[Dataset items]
★ ★ ★ ★

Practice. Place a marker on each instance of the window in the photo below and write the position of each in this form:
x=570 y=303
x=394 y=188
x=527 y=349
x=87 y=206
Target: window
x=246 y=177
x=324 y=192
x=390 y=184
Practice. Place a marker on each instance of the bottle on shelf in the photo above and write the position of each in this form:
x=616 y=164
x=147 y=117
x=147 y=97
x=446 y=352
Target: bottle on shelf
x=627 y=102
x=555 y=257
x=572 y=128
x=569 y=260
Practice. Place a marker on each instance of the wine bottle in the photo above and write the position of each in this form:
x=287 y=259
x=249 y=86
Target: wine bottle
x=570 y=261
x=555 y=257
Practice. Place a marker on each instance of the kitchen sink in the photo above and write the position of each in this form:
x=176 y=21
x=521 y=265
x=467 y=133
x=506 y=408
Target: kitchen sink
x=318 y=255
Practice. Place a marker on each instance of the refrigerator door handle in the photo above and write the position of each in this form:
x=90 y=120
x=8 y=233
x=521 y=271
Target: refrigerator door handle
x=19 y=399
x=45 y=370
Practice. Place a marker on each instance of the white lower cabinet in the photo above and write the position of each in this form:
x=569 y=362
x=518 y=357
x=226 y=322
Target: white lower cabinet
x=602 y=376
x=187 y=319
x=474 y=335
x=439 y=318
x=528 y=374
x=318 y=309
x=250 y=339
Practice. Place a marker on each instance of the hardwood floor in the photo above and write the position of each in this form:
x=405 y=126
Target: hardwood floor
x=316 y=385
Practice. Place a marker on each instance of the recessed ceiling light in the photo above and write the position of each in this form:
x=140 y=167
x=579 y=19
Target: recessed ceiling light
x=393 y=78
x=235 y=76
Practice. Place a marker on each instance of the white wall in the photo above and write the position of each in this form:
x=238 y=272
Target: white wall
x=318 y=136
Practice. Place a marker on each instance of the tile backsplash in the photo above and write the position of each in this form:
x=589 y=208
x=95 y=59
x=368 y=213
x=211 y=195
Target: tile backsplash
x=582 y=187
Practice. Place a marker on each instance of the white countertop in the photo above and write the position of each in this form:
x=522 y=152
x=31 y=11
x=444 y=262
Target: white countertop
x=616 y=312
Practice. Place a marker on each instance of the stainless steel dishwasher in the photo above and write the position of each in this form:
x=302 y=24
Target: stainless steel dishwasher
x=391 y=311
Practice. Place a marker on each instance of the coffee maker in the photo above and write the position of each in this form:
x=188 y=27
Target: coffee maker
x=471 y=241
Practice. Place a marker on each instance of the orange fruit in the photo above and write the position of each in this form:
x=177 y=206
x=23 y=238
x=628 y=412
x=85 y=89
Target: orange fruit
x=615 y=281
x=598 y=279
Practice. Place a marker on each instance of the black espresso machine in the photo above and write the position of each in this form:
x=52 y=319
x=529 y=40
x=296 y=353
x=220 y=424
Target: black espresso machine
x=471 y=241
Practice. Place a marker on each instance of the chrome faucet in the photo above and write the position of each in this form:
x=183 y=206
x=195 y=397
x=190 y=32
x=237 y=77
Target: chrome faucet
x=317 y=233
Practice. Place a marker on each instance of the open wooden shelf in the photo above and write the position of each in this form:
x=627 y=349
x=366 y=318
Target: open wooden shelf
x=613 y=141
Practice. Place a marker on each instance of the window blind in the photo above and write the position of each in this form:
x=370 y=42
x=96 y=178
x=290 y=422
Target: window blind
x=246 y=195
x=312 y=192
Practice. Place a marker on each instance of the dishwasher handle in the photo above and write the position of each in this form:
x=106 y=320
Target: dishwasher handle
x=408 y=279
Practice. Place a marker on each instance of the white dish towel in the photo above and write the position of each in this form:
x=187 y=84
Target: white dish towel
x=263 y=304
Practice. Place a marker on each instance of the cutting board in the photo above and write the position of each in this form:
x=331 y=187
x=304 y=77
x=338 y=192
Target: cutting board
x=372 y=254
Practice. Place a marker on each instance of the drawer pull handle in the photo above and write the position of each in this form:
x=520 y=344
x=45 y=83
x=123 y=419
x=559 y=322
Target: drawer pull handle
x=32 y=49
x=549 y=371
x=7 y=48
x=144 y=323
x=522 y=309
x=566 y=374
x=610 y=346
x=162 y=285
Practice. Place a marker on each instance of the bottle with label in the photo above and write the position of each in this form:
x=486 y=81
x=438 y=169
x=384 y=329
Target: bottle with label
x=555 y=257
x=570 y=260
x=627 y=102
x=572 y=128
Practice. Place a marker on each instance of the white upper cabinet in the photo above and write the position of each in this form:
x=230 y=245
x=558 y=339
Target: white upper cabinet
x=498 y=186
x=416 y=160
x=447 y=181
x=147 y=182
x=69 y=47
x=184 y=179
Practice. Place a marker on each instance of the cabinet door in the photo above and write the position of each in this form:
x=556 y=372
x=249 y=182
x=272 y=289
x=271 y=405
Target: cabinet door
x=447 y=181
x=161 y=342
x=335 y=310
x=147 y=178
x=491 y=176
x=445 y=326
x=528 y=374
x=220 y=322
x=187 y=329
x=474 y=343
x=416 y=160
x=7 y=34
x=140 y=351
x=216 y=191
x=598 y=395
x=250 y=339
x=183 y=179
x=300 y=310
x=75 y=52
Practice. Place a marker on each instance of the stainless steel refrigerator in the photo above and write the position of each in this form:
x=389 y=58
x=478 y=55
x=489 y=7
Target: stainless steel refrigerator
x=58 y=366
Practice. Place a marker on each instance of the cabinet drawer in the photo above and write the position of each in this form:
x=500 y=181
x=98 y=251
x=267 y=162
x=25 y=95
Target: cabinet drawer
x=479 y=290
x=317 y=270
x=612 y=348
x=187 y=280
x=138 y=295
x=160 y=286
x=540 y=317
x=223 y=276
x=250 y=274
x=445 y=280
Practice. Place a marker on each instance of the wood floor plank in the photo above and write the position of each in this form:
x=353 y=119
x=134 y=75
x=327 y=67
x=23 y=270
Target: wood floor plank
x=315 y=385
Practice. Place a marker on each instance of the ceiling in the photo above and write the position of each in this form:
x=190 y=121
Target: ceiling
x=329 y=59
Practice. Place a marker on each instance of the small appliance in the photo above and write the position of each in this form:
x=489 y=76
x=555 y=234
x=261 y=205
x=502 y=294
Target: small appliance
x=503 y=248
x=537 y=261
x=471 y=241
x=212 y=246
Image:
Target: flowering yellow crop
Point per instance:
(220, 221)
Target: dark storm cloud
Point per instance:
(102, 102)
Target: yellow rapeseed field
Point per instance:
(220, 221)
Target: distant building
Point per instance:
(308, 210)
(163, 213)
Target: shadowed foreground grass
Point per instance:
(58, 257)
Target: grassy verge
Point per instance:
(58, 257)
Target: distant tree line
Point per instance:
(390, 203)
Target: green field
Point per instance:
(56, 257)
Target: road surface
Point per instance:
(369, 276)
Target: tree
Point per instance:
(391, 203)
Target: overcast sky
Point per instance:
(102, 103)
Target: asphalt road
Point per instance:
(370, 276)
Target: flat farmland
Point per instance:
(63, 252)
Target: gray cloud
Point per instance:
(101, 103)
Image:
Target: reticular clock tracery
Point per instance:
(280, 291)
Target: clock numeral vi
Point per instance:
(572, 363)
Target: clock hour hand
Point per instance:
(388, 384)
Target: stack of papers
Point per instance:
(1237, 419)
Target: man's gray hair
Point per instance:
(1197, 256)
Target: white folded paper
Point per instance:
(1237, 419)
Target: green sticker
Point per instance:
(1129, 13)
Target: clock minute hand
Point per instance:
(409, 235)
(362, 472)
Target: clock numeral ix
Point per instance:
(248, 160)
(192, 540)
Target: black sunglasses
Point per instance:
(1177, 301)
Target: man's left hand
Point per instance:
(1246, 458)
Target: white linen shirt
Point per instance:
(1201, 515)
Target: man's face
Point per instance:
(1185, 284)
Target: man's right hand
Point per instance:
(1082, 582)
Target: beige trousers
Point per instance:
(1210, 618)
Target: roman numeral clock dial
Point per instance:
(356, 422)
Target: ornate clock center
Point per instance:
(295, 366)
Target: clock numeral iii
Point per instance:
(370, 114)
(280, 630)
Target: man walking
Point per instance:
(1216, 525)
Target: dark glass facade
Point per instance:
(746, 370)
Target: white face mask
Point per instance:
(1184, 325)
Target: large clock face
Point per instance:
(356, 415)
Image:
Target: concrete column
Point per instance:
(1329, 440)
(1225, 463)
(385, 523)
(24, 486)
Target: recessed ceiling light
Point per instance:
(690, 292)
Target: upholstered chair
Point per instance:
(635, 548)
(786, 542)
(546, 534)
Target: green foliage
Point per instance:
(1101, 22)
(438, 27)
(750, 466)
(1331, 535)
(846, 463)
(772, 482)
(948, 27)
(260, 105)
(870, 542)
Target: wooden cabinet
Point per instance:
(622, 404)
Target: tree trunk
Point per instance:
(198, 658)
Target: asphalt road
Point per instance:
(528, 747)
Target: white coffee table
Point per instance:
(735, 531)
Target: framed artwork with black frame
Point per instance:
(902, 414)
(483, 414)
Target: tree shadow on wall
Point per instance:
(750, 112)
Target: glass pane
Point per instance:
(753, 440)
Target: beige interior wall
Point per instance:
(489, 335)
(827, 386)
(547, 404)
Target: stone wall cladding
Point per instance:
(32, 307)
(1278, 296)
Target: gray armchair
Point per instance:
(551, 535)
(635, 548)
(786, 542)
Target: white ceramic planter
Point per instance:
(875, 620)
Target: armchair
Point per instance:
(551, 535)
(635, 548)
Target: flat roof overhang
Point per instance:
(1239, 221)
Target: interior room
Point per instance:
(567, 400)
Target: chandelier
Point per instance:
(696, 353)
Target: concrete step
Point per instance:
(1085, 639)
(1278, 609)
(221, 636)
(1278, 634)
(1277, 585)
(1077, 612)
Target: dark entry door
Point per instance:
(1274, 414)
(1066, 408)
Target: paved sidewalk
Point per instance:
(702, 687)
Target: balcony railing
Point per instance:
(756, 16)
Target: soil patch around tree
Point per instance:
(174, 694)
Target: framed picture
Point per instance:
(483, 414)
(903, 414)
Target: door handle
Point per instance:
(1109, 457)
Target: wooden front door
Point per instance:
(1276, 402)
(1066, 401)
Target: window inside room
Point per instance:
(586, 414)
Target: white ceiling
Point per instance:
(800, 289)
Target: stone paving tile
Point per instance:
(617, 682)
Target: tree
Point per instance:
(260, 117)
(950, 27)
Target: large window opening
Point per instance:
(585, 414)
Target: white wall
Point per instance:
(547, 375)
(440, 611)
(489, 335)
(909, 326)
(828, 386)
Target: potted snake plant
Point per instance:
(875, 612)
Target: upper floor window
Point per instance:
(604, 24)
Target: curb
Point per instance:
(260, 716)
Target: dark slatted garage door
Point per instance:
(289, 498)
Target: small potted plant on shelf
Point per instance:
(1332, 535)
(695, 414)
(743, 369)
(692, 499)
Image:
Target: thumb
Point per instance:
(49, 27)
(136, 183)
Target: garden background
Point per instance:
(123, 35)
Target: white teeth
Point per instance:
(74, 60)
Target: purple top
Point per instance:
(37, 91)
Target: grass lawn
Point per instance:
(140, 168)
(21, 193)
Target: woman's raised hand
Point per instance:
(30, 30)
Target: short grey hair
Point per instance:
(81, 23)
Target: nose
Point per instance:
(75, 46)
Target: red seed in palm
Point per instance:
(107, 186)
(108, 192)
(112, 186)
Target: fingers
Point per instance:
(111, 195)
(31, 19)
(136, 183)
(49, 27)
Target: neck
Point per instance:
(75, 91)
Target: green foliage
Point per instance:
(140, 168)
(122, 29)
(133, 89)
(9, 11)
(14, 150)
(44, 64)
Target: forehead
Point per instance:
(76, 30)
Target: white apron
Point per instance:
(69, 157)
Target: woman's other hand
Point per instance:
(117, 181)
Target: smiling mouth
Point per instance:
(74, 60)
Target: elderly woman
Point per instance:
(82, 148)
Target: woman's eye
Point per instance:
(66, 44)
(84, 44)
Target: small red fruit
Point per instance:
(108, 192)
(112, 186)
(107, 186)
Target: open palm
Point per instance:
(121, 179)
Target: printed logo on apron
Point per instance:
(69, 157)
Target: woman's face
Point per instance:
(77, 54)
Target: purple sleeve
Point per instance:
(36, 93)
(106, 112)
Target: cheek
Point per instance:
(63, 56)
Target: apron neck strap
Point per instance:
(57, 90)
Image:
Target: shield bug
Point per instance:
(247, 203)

★ ★ ★ ★

== WHAT IS REQUIRED ==
Work out how many lines in the data above hold the word "flat". Reply with nothing but the count.

== OUTPUT OF THE TASK ==
2